## Exercise
Update the data from the line containing "Annotation task — identify one point per instance of the purple" through the end of the data, inclusive, by replacing "concrete planter" with "stone planter" and leaving everything else unchanged.

## Available data
<<<<

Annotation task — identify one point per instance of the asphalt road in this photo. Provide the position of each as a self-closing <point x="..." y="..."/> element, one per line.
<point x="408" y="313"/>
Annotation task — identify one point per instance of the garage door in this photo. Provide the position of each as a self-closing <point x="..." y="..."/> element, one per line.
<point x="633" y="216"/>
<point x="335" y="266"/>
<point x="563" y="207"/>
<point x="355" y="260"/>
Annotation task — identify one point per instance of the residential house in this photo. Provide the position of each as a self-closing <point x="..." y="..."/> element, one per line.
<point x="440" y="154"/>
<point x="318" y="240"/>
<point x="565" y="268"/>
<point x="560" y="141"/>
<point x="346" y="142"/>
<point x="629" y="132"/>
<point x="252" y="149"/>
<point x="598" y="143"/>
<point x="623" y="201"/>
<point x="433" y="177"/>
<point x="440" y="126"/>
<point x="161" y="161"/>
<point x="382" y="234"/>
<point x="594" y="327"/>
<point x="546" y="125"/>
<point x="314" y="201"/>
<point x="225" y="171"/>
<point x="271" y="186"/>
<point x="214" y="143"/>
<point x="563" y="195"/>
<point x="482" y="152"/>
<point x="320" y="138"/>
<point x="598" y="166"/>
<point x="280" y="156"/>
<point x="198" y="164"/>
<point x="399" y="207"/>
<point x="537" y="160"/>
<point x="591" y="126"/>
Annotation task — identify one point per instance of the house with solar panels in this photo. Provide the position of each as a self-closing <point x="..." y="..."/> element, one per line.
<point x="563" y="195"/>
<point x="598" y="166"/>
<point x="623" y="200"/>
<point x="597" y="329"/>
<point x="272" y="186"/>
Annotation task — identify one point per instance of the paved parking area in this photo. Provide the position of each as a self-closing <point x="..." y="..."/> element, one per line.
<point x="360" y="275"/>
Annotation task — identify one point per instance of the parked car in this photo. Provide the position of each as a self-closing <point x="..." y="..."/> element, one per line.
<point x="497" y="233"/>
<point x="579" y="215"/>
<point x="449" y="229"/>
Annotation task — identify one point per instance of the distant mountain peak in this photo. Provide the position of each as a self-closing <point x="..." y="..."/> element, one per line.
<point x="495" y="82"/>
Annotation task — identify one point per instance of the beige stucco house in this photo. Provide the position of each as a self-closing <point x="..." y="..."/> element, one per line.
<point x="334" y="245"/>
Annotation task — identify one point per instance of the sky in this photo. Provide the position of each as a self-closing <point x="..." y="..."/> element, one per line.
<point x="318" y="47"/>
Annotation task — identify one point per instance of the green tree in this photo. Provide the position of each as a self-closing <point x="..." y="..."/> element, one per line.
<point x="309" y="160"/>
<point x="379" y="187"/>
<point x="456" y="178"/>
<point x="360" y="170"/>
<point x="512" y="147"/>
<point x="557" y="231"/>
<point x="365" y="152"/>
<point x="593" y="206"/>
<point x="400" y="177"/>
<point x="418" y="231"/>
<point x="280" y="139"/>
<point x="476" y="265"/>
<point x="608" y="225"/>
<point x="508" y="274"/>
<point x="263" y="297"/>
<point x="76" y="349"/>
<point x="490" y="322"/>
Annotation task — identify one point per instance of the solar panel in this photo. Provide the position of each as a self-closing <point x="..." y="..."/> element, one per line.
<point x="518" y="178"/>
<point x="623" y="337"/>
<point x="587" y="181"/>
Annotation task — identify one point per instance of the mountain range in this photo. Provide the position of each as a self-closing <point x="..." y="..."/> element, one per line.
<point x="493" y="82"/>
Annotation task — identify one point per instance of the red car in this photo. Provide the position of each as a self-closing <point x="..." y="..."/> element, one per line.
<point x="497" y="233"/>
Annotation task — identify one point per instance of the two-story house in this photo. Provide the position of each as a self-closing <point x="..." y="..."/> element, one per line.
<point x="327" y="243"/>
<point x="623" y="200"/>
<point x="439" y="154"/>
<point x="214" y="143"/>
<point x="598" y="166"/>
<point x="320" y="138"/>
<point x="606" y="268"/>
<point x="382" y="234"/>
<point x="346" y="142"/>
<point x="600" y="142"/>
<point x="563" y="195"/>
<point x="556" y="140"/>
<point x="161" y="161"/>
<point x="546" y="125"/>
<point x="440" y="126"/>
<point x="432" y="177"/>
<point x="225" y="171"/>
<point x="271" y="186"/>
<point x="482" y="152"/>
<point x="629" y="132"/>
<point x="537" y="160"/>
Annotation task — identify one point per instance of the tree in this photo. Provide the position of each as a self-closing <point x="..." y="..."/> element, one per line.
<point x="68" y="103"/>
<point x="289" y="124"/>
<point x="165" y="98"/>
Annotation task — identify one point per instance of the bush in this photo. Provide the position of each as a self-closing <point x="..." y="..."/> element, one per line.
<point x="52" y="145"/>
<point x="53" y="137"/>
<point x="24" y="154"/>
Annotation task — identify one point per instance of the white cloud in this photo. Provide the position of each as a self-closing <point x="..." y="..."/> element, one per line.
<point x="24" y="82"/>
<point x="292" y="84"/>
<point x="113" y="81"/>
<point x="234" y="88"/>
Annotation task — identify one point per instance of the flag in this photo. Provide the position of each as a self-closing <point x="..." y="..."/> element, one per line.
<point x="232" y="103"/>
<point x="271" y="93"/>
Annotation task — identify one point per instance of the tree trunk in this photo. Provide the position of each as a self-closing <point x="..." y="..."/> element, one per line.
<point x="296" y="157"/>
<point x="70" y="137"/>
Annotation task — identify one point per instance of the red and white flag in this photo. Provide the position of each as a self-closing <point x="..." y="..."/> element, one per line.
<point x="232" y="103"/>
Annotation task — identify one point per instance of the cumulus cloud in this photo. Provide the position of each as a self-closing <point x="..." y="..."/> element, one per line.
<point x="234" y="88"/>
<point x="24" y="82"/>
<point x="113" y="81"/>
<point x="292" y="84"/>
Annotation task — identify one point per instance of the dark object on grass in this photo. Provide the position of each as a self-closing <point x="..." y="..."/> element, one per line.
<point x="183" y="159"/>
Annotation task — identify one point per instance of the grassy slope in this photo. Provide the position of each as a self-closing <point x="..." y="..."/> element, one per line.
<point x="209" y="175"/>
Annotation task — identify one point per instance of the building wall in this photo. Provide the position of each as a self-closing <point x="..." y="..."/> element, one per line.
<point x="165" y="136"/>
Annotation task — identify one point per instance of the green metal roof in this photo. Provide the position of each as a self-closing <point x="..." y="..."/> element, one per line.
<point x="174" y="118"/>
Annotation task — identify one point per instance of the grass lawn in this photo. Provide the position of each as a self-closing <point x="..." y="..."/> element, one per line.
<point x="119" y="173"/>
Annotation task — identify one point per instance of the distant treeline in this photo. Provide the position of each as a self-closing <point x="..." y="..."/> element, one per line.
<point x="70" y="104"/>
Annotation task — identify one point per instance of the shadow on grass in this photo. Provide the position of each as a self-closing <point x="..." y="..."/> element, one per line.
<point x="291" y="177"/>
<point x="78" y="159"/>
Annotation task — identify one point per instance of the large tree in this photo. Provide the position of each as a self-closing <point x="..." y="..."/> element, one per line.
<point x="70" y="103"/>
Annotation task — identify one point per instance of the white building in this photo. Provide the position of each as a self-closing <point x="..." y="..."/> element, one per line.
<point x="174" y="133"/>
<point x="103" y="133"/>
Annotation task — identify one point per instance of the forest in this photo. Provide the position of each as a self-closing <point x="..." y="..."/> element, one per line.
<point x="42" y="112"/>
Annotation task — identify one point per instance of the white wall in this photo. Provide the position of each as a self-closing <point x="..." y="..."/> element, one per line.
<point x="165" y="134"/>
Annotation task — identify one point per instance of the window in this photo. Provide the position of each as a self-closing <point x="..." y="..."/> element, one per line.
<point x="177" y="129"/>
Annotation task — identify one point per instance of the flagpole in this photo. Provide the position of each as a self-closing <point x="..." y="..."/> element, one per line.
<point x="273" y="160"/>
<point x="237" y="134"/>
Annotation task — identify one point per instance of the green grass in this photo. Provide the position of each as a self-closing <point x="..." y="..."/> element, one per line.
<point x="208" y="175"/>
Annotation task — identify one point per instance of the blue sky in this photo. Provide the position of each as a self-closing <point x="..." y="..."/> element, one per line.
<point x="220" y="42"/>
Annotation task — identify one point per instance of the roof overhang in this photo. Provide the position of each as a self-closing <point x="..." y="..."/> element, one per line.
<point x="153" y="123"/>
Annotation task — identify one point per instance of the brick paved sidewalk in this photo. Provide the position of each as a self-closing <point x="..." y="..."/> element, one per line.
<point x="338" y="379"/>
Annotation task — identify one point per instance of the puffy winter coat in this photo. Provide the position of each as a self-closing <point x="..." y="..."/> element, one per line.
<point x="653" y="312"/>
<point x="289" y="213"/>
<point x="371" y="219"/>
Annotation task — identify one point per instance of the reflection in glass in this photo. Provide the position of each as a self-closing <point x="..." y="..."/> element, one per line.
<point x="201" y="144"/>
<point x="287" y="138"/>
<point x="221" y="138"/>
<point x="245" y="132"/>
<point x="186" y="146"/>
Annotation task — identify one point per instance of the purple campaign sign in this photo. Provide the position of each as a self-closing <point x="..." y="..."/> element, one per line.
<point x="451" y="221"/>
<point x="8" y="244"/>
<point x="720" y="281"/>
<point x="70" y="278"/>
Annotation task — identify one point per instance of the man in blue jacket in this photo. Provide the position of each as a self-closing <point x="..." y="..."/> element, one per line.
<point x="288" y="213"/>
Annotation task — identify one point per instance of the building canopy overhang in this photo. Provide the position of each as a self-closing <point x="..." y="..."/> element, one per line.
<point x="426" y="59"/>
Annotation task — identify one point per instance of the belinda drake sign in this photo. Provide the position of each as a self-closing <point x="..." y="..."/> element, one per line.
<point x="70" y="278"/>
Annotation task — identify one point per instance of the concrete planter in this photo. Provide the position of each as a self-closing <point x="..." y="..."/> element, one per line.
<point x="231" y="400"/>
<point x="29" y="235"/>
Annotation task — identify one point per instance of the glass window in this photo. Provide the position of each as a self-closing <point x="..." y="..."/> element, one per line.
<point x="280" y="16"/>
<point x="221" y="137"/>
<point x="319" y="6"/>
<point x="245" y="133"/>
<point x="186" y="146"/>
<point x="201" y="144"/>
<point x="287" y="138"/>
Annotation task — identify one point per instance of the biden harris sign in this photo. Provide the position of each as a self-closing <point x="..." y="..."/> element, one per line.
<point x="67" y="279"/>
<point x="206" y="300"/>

>>>>

## Written answer
Annotation task — identify one point per instance of the purple campaign sign in this photo. Provide the position of each as a self-closing <point x="..." y="..."/> element, one per line.
<point x="451" y="221"/>
<point x="8" y="244"/>
<point x="720" y="281"/>
<point x="70" y="278"/>
Annotation task — identify one point per instance of the man in blue jacket in this photo. Provide the position of each as a self-closing <point x="..." y="..."/> element, one per line.
<point x="288" y="213"/>
Annotation task — identify one point per instance of the building canopy overhang in this photo. Provide the position of each as a self-closing <point x="..." y="..."/> element, one per line.
<point x="426" y="59"/>
Annotation task — identify one point per instance of the belinda drake sign in this photo. Provide the position of each as a self-closing <point x="..." y="..."/> element, one per line.
<point x="70" y="278"/>
Annotation task — identify one point per instance of the stone planter in this photo. Provide the position of each as a self-closing <point x="..." y="..."/> element, one per line.
<point x="231" y="400"/>
<point x="29" y="235"/>
Annotation task — identify one point per instance of the glass window in this photo. Provide the position of each as a self-closing <point x="..." y="..."/> element, one per line.
<point x="280" y="16"/>
<point x="221" y="137"/>
<point x="319" y="6"/>
<point x="245" y="133"/>
<point x="186" y="146"/>
<point x="201" y="144"/>
<point x="287" y="138"/>
Annotation task — identify one point per instance of the biden harris sign in this photo. Provide the position of each as a self-closing <point x="..." y="..."/> element, one per line.
<point x="67" y="279"/>
<point x="206" y="300"/>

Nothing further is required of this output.